Exercise details: Write the next part of the text on books about India, picking up after its last sentence.

Text segment:
╔══
Nonfiction -- A good way to start a hot debate (as if an excuse were needed) is to be seen reading V. S. Naipaul's India: A Million Mutinies Now (Vintage). Many Western readers respond to the mixture of fear and fascination with which Naipaul considers the subcontinent. A far more contemporary and intriguing account of the nation-state that has remained a democracy for most of its 50-year history is offered by Sunil Khilnani's The Idea of India (Farrar, Straus & Giroux).

Don't pass up William Dalrymple's wonderful journalistic prose in either The Age of Kali or City of Djinns. The former looks at some of the pressingly negative issues that affect the people of India. The latter gives a refreshing account of life in modern Delhi while touching on poignant moments in the city's fascinating history.

Journalist P. Sainath's Everybody Loves a Good Drought (Penguin India) has won 13 international awards at last count for his account of the country's poorest districts and the ways in which development schemes almost never help the ostensible beneficiaries. Suketu Mehta's Maximum City (Viking) captures the frenetic mood of living in Mumbai when the author moves back here, and offers a fascinating scrutiny of the city's underbelly. Read it in association with Bombay, Meri Jaan (Penguin India; edited by Jerry Pinto and Naresh Fernandes), an anthology of writings about the city that includes names as varied as Andre Gidé and Duke Ellington. Gita Mehta's Karma Cola (Vintage) is an acerbic and witty investigation into the way in which unscrupulous gurus marketed Indian spirituality to credulous Westerners in search of "enlightenment."

Those interested in Indian spirituality will uncover a wealth of material. Besides picking up the lighthearted Holy Cow, you should find a copy of Kamala Subramaniam's The Mahabharata (Bharatiya Vidya Bhavan), the great epic tale of the war between two clans related by the ties of kinship. The Mahabharata also contains the Bhagavad Gita or "The Celestial Song," which is often seen as the core of Hindu beliefs. The Ramayana (Penguin) by R. K. Narayan offers a good introduction to the epic of Rama, who is exiled and whose wife, Sita, is abducted by the demon king Ravana. Penguin India also does a compact series that includes The Book of Krishna by Pavan K. Varma, The Book of the Buddha by Arundhathi Subramaniam, and The Book of the Devi by Bulbul Sharma.
╚══
Excerpted records:
╔══
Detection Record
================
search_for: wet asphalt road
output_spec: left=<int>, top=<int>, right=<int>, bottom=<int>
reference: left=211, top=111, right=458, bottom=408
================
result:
╚══
Result of this exercise:
For a more academic approach to Indian history, try the somewhat pedantic Modern South Asia: History, Culture, Political Economy, by Sugata Bose and Ayesha Jalal (Routledge); A History of India, by Peter Robb (Palgrave); or A Concise History of India by Barbara Metcalf and Thomas Metcalf (Cambridge University Press). And to learn more about the man at the heart of 20th-century India, take a look at The Life of Mahatma Gandhi by Louis Fischer (Easton Press).

Finally, if you're looking for a light read that gives some insight into India today, pick up a copy of Shobhaa Dé's Superstar India -- From Incredible to Unstoppable (Penguin) in which the author discusses her very personal views on the highs and lows of her country's social, economic, and cultural values.

This is just a start. But be warned -- the writing on India is as seductive as the place it describes. Once hooked, you'll want more.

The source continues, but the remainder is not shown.